Entries provided:
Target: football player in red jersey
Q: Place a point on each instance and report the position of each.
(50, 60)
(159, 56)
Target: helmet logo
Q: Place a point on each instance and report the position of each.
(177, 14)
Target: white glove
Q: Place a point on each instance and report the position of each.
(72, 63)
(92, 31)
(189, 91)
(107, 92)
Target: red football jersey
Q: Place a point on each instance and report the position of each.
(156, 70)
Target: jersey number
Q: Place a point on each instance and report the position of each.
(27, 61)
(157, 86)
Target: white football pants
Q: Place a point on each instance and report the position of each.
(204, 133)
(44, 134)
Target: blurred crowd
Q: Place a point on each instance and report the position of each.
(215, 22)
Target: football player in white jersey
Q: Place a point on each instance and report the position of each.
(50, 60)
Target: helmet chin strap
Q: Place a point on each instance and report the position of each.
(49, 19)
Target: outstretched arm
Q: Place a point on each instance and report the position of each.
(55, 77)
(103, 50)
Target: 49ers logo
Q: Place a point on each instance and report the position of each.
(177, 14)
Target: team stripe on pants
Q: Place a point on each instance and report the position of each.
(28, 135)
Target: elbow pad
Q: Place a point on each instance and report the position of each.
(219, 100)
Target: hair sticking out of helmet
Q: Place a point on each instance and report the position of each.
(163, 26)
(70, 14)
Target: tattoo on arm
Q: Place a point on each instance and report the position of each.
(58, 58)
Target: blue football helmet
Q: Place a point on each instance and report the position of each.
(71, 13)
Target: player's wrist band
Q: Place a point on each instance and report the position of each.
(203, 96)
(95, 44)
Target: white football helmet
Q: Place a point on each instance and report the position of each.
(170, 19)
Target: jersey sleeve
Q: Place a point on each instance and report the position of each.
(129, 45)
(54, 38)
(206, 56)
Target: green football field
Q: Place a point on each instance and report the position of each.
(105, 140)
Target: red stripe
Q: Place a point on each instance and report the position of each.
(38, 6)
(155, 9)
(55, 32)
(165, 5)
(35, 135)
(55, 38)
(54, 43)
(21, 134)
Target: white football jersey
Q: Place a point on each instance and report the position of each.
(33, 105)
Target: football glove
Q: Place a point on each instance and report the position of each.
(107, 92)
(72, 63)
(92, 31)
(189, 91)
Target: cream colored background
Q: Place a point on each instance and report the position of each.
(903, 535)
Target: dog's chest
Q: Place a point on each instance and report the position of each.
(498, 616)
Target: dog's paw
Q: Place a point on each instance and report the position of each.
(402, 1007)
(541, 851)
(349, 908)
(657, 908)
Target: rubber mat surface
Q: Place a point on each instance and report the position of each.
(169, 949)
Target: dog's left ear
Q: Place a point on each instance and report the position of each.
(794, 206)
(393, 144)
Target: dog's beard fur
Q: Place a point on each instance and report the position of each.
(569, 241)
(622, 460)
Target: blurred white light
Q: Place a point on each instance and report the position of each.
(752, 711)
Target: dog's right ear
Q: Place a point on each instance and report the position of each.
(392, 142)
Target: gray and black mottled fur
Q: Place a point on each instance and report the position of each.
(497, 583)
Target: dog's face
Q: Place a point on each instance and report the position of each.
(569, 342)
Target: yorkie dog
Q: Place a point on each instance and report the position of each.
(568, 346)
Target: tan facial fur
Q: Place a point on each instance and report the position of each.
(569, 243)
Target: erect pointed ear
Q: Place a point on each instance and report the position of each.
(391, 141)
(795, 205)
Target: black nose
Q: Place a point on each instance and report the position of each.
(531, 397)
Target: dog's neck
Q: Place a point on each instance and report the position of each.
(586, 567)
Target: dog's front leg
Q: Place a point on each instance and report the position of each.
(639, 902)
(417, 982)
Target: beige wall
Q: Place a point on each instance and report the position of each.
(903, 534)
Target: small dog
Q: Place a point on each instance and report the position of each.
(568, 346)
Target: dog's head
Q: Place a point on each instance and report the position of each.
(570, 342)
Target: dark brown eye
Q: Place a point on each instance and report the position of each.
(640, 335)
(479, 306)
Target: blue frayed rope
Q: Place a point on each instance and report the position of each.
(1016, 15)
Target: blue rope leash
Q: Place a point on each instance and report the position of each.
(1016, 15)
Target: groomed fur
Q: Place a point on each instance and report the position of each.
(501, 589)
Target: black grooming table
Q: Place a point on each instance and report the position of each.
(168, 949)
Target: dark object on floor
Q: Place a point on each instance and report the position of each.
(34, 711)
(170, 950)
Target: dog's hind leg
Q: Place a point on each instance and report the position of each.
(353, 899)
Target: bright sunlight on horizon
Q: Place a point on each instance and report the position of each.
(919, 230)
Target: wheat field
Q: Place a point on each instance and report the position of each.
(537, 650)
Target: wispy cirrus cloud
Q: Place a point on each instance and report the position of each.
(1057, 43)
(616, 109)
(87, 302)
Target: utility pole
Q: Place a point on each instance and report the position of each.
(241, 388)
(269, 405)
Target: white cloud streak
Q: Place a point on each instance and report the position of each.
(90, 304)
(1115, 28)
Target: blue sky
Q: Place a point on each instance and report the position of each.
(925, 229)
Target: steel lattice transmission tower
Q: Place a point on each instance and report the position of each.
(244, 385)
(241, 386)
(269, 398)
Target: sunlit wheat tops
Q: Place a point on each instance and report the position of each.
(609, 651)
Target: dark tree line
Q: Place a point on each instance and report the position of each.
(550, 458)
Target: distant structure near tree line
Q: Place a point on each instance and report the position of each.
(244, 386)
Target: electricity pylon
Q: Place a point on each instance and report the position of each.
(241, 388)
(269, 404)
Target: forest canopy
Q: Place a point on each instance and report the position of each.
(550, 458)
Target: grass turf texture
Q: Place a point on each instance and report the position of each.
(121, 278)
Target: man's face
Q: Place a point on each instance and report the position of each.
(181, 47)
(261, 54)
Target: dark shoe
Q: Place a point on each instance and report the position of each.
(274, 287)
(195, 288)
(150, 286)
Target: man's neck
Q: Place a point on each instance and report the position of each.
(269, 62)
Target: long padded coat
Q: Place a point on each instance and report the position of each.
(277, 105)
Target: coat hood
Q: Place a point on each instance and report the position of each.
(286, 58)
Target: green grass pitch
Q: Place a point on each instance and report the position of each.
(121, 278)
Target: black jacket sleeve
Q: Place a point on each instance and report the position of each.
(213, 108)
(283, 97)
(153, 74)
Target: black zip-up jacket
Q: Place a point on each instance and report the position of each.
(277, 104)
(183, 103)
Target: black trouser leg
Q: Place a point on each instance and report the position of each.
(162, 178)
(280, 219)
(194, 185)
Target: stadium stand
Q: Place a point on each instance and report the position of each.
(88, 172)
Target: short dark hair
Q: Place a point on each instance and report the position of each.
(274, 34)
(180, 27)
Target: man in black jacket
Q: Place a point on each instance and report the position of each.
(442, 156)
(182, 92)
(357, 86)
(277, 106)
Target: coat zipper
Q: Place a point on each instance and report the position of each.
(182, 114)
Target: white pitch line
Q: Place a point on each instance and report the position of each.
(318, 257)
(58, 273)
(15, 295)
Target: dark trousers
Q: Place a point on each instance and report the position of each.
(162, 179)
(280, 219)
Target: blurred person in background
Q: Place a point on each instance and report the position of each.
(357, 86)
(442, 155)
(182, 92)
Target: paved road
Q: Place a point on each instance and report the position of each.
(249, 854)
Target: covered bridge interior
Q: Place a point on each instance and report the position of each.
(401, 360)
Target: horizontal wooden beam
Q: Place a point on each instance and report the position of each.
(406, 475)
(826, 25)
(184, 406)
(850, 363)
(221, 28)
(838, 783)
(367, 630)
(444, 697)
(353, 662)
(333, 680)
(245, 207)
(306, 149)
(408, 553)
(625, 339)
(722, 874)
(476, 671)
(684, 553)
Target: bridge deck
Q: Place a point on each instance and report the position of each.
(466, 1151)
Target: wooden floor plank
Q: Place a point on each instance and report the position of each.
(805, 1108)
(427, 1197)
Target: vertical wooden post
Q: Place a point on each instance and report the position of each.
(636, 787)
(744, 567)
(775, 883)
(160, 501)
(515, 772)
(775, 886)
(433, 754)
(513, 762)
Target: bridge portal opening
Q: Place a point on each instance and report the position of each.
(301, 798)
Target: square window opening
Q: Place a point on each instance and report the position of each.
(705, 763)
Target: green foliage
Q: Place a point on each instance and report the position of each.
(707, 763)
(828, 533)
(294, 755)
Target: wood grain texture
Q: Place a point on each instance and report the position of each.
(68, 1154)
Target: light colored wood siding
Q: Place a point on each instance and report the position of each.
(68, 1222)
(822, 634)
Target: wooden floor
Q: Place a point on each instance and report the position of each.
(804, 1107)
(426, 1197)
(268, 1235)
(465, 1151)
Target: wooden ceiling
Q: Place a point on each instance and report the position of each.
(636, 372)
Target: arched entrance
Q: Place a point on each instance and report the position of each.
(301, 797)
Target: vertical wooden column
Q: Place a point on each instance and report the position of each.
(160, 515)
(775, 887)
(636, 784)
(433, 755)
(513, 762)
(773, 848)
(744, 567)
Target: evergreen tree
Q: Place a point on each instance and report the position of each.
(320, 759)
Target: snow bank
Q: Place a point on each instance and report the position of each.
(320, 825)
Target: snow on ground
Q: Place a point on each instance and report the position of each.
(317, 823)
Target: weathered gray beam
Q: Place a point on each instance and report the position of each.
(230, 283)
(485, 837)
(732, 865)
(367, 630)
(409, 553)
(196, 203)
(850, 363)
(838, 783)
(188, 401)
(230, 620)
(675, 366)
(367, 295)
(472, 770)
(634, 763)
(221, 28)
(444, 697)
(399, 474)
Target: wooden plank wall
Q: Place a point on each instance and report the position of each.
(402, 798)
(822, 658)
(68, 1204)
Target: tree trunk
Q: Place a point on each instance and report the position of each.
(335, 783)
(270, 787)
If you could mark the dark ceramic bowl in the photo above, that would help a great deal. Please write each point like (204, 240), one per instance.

Problem requirements:
In the reply, include exactly the lines from the beginning of the entries above through the line holding "Target: red football jersey", and nothing besides.

Worked solution:
Target: football player in red jersey
Q: Place a point on each instance and report the position of each.
(50, 60)
(159, 56)
Target: helmet logo
Q: Place a point on each instance and report the position of each.
(177, 14)
Target: white glove
Q: Place a point on each instance and report the position of each.
(72, 63)
(92, 31)
(189, 91)
(107, 92)
Target: red football jersey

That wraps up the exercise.